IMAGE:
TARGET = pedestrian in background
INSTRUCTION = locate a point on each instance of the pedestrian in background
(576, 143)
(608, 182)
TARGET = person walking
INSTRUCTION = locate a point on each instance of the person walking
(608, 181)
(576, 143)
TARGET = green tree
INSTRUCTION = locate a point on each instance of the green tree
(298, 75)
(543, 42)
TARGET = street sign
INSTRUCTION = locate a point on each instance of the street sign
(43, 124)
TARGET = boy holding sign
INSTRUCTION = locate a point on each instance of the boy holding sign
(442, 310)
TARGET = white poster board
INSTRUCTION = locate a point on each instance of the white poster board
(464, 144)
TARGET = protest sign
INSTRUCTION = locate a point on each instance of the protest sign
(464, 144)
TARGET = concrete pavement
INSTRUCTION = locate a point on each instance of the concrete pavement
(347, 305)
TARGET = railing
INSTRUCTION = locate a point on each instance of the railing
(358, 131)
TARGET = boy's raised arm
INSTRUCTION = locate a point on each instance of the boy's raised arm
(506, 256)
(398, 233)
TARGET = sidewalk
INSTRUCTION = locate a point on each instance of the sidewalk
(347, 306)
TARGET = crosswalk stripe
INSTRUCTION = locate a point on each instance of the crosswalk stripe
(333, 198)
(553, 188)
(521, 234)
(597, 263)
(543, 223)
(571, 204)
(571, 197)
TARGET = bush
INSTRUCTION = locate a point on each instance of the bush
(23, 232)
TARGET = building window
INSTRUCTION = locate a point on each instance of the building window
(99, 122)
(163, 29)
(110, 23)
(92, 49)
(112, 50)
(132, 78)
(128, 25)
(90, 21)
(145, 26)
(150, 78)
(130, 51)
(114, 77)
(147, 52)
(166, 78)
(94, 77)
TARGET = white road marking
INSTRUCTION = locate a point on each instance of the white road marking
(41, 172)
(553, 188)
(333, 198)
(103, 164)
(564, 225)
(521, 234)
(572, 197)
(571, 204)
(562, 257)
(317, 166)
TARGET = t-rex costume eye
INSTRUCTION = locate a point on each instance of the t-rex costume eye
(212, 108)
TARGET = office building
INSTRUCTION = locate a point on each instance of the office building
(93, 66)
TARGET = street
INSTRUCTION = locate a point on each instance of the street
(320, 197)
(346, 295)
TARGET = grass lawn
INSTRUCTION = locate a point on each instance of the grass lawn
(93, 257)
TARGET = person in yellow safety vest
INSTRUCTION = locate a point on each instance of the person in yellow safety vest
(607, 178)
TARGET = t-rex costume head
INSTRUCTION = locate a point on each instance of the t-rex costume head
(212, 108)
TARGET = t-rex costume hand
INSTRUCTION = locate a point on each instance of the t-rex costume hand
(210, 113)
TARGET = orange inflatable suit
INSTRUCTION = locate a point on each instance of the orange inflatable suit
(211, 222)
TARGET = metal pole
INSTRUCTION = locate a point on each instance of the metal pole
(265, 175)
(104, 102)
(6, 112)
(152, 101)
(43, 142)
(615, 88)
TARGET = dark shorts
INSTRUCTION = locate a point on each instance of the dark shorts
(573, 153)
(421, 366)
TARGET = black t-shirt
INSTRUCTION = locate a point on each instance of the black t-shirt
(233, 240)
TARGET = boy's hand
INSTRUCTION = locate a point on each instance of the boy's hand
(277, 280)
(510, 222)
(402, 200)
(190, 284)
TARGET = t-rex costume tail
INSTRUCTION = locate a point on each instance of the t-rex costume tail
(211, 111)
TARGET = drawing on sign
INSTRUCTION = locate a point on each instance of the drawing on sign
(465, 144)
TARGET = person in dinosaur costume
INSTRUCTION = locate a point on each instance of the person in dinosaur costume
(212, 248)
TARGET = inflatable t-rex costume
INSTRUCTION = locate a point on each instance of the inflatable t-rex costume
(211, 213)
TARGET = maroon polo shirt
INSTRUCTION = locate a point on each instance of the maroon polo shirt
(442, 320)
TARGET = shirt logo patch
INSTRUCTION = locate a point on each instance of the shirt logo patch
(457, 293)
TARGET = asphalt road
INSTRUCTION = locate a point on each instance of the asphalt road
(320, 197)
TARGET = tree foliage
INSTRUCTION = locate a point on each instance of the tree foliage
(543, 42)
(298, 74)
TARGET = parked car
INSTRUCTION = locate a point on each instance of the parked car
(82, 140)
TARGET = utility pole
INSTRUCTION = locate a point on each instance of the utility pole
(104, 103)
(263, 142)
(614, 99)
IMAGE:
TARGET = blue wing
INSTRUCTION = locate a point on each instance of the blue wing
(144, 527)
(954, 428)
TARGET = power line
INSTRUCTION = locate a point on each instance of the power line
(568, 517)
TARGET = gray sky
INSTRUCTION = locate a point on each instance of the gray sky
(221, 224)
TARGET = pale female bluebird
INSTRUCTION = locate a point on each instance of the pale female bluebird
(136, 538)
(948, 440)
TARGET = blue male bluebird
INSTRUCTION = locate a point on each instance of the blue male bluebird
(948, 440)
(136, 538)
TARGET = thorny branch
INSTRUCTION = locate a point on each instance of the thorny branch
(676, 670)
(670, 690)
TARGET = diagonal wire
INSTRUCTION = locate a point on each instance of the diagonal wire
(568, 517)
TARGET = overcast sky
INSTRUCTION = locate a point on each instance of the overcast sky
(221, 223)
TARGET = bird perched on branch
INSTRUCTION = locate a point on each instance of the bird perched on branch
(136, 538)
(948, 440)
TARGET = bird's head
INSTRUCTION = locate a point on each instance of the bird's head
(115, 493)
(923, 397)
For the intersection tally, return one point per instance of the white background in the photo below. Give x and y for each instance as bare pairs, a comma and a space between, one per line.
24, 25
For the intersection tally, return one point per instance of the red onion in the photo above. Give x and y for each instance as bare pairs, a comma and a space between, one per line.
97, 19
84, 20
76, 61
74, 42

(Work to do): Output the lines above as a Markdown table, starting at the line that contains "TARGET = overcast sky" and ending at the last line, both included. Use a column named Row for the row number and a column named Line Text for the line, and leave out blank lines.

(Solution for this problem):
| Row | Line Text |
|---|---|
| 1 | TARGET = overcast sky |
| 2 | INSTRUCTION = locate a point on each instance of the overcast sky |
| 3 | (221, 223) |
| 4 | TARGET = bird perched on branch |
| 5 | INSTRUCTION = locate a point on each instance of the bird perched on branch |
| 6 | (136, 538) |
| 7 | (948, 440) |
| 8 | TARGET = bird's head |
| 9 | INSTRUCTION = locate a point on each instance of the bird's head |
| 10 | (115, 493) |
| 11 | (923, 397) |
| 12 | For the intersection tally, return one point per instance of the white background in the photo below. Give x and y for each instance as bare pairs, a comma and a space between, one per line. |
| 13 | 24, 25 |
| 14 | For the intersection tally, return one point per instance of the red onion in the photo above. Give x and y for each instance as bare pairs, a comma and a space between, one per line. |
| 15 | 97, 19 |
| 16 | 84, 20 |
| 17 | 76, 61 |
| 18 | 74, 42 |